* TASK BRIEF:
Rescale the stretch from the line containing "Task: Where can the bouquet" through the end of the material. Write out every line again, requests included, multiplying each x and y coordinate in the answers by 2 and rounding to whole numbers with halves rounded up, and leave all numbers in the requests and their format samples unchanged.

* DATA SUPPLIED:
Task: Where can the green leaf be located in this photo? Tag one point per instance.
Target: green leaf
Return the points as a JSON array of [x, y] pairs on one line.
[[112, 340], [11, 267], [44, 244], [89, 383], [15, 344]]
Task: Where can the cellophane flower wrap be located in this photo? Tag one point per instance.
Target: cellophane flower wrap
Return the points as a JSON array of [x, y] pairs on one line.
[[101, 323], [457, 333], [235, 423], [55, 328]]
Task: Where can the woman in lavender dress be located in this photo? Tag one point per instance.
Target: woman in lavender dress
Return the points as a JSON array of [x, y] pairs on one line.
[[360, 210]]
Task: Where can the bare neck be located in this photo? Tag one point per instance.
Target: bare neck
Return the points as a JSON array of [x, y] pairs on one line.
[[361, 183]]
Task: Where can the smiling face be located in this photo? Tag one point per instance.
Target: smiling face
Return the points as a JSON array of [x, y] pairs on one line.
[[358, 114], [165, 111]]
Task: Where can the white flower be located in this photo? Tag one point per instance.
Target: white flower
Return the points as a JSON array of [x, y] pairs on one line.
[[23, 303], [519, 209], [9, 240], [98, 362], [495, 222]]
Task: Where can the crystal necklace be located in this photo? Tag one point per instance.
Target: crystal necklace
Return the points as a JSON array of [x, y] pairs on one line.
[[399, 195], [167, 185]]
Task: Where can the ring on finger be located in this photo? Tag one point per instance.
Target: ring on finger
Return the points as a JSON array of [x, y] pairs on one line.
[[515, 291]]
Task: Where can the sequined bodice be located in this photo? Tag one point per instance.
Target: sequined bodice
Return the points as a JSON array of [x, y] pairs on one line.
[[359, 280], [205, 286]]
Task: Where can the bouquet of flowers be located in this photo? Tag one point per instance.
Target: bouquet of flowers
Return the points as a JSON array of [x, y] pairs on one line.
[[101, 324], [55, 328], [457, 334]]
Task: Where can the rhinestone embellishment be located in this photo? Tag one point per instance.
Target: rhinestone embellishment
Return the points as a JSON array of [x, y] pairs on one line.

* WORKED SOLUTION:
Task: Where can the bouquet of flowers be located in this photo? Tag one point per instance.
Target: bouquet of flowers
Return the points as a JSON array of [x, y] pairs on one line.
[[202, 648], [110, 656], [914, 668]]
Task: Where can the rhinestone embellishment be located in this photo? Tag one point per instance.
Target: rhinestone embellishment
Return the points as a JSON array of [x, y] pairs on one line.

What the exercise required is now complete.